# Text excerpt
-.-.-
A speech given by Everyone TV CEO, Jonathan Thompson at Outside the Box 2023
Good morning everyone.
It is a real privilege to be together today in such an iconic venue.
No matter how many times I walk through the Turbine Hall it still sends a shiver down my spine.
We are very lucky that the magnificence of this building – and what lies inside – is open to everyone to enjoy.
It’s easy to forget that it is only 20 years since the principle of free access to our museums and art galleries was re-introduced in this country.
Former Culture Secretary Chris Smith – the architect of this New Labour policy - said it was based on a simple truth:
that free admission is about giving everyone, no matter what their means, the chance to see the greatest works of art, science and history that our nation has.
Imagine if you changed that to:
free admission … as long as you live in the right part of the country, as long as you can afford to get here by taxi and as long as you have the right code to get in through the main doors.
-.-.-
# Work required
Extend Jonathan Thompson's Outside the Box speech from the point where it stops, keeping his voice and argument.
-.-.-
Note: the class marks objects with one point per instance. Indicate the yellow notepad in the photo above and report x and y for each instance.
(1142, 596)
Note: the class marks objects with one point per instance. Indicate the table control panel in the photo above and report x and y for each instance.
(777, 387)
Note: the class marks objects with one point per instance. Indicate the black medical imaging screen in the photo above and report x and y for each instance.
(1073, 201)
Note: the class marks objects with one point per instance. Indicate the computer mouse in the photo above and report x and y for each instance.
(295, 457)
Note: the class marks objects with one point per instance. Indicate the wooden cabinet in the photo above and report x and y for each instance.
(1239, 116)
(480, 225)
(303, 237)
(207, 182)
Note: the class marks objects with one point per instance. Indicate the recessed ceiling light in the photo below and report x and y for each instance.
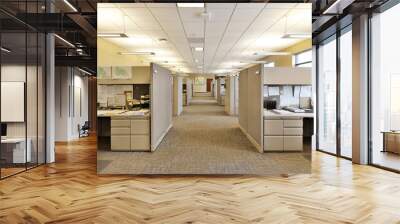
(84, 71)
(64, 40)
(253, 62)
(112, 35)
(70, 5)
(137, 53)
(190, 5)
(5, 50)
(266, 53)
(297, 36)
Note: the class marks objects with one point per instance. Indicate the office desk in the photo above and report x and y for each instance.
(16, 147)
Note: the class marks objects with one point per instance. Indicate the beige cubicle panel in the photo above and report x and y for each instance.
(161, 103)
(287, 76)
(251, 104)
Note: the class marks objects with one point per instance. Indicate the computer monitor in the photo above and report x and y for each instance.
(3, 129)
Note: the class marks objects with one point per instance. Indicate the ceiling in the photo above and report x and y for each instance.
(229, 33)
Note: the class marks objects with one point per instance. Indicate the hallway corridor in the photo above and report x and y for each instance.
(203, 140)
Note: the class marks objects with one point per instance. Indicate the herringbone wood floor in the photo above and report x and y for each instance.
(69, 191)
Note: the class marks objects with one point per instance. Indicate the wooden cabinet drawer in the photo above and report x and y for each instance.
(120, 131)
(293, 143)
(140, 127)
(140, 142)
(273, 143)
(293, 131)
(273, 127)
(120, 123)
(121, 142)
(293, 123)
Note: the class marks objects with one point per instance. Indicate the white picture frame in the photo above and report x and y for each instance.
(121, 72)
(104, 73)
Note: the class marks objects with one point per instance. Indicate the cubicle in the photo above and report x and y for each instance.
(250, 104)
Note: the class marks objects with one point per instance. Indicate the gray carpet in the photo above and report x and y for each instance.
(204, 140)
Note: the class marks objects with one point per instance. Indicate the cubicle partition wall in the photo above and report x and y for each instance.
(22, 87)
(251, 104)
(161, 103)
-.-.-
# Written response
Free admission does not, thank goodness, come with any strings attached. And nor does free TV, which has ensured everyone has access to our best British ideas and creativity. But that universal access – so important that it should be added to the Reithian principles of inform, educate and entertain – is under threat.
I want to talk today about its future and why we should all care about it at least as much as Chris Smith cared about our cultural institutions.
The importance of universality
As an industry, we focus much of our debate on the creative role it plays in our society.
And rightly so – broadcasting is nothing without the stories that make us laugh, make us cry or make us think and react.
Distribution is of course the means not the ends. Ringo’s back-beat to Paul, George and John’s melodies.
But the health of a public service broadcasting system also relies on those stories being public – that is, available to everyone, regardless of who you are, where you are, or what your views on the world happen to be.
So, universality – and the ways in which content is distributed and found - may not – like Ringo - be the glamorous side of our industry – but it is the pulse that delivers the ideas to all.
In simple terms, it was universality that allowed us to all share in the euphoria of the Lioness’s inspirational victory in the Summer, as discussed by our previous panellists.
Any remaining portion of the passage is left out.